Segment Open

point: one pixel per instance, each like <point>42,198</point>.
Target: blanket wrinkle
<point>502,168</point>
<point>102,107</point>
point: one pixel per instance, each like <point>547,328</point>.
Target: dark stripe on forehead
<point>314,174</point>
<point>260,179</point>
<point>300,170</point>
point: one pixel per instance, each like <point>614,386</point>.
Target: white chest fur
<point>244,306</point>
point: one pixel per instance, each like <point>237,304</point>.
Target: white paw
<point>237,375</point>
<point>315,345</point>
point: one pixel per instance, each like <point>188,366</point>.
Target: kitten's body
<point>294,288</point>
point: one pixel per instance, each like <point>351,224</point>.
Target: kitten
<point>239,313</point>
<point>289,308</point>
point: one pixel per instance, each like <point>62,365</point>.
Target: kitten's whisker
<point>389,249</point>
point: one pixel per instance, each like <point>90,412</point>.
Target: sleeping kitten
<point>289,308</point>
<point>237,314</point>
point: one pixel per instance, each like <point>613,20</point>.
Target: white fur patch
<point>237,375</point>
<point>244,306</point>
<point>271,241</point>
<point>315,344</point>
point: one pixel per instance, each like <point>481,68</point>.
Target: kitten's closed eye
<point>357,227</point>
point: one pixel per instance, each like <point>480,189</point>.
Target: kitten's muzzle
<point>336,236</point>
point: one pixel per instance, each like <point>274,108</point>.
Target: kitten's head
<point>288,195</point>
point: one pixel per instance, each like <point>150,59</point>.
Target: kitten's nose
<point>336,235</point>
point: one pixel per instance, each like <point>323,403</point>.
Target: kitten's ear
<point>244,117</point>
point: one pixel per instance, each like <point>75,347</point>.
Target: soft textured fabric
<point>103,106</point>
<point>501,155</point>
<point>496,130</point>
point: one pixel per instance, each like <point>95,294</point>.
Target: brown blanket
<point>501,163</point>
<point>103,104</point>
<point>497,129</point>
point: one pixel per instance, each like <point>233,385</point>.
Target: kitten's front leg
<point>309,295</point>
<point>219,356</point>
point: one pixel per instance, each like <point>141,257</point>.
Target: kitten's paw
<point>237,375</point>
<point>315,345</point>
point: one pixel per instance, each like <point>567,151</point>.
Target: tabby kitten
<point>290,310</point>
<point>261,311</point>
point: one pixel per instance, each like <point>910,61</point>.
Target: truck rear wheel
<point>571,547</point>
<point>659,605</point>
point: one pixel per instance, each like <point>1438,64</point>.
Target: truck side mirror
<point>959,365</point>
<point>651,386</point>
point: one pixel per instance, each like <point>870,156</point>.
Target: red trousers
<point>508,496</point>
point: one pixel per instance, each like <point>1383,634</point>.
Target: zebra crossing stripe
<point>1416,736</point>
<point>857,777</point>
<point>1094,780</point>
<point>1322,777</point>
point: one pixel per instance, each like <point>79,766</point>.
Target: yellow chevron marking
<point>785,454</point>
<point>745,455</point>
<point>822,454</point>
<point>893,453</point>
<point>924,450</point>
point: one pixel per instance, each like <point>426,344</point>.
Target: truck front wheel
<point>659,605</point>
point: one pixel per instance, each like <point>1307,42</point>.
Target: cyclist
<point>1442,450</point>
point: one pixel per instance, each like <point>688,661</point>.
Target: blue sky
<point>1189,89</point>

Segment Closed

Task description ::
Copy each line of the material exactly as shown.

Your solution ::
point: one pixel per instance, each like <point>42,198</point>.
Target: blanket wrinkle
<point>502,168</point>
<point>102,107</point>
point: one pixel per instance, each like <point>547,328</point>.
Target: dark stripe on forehead
<point>314,174</point>
<point>260,179</point>
<point>300,170</point>
point: one pixel per instance, each like <point>614,386</point>.
Target: white chest fur
<point>244,306</point>
point: one pixel per instance, each like <point>237,304</point>.
Target: white paw
<point>237,375</point>
<point>315,345</point>
point: one pixel per instance, each like <point>188,366</point>.
Target: kitten's body
<point>294,288</point>
point: one pixel per instance, each like <point>351,224</point>.
Target: kitten
<point>239,313</point>
<point>289,308</point>
point: one pixel per instance, each like <point>62,365</point>.
Target: kitten's whisker
<point>389,249</point>
point: one pixel per instance, each like <point>90,412</point>.
Target: sleeping kitten
<point>289,308</point>
<point>237,314</point>
point: one pixel per instance, each like <point>613,20</point>.
Target: white fur patch
<point>237,375</point>
<point>244,306</point>
<point>271,241</point>
<point>315,344</point>
point: one pixel per instance, each like <point>481,68</point>.
Target: kitten's closed eye
<point>357,227</point>
point: one pixel per instance, each like <point>480,189</point>.
Target: kitten's muzzle
<point>336,236</point>
point: one pixel per instance, each like <point>274,108</point>.
Target: kitten's head
<point>288,195</point>
point: one pixel per instance, each like <point>150,59</point>.
Target: kitten's nose
<point>336,235</point>
point: one pixel per instance, each like <point>323,403</point>.
Target: kitten's ear
<point>244,117</point>
point: one pixel per instance, each like <point>75,347</point>.
Target: soft textured fabric
<point>103,106</point>
<point>501,155</point>
<point>496,130</point>
point: one pixel per instance, each like <point>95,294</point>.
Target: brown blanket
<point>501,163</point>
<point>103,104</point>
<point>497,129</point>
point: one pixel per instance, each like <point>233,385</point>.
Target: kitten's front leg
<point>309,295</point>
<point>219,356</point>
point: one pixel per instance, each like <point>141,257</point>.
Target: kitten's paw
<point>237,375</point>
<point>315,345</point>
point: one pixel per instance, each like <point>567,151</point>.
Target: tabby kitten
<point>290,310</point>
<point>261,311</point>
point: one pixel per instance, each like <point>910,61</point>.
Target: truck rear wheel
<point>571,547</point>
<point>659,605</point>
point: one pixel per instance, each like <point>1438,64</point>.
Target: truck side mirror
<point>959,365</point>
<point>651,386</point>
point: one pixel per instance, each like <point>870,156</point>.
Target: red trousers
<point>508,496</point>
point: one pixel per instance, each like <point>1383,634</point>.
Target: zebra crossing stripe
<point>1416,736</point>
<point>857,777</point>
<point>1094,780</point>
<point>1322,777</point>
point: one pixel per instance, each like <point>79,766</point>.
Target: yellow chevron marking
<point>785,454</point>
<point>745,455</point>
<point>822,454</point>
<point>893,453</point>
<point>924,450</point>
point: one pixel per instance, each like <point>426,344</point>.
Target: truck front wheel
<point>659,605</point>
point: one pixel per instance, each like <point>1307,42</point>.
Target: cyclist
<point>1442,450</point>
point: one pixel per instance, each like <point>688,661</point>.
Target: blue sky
<point>1189,89</point>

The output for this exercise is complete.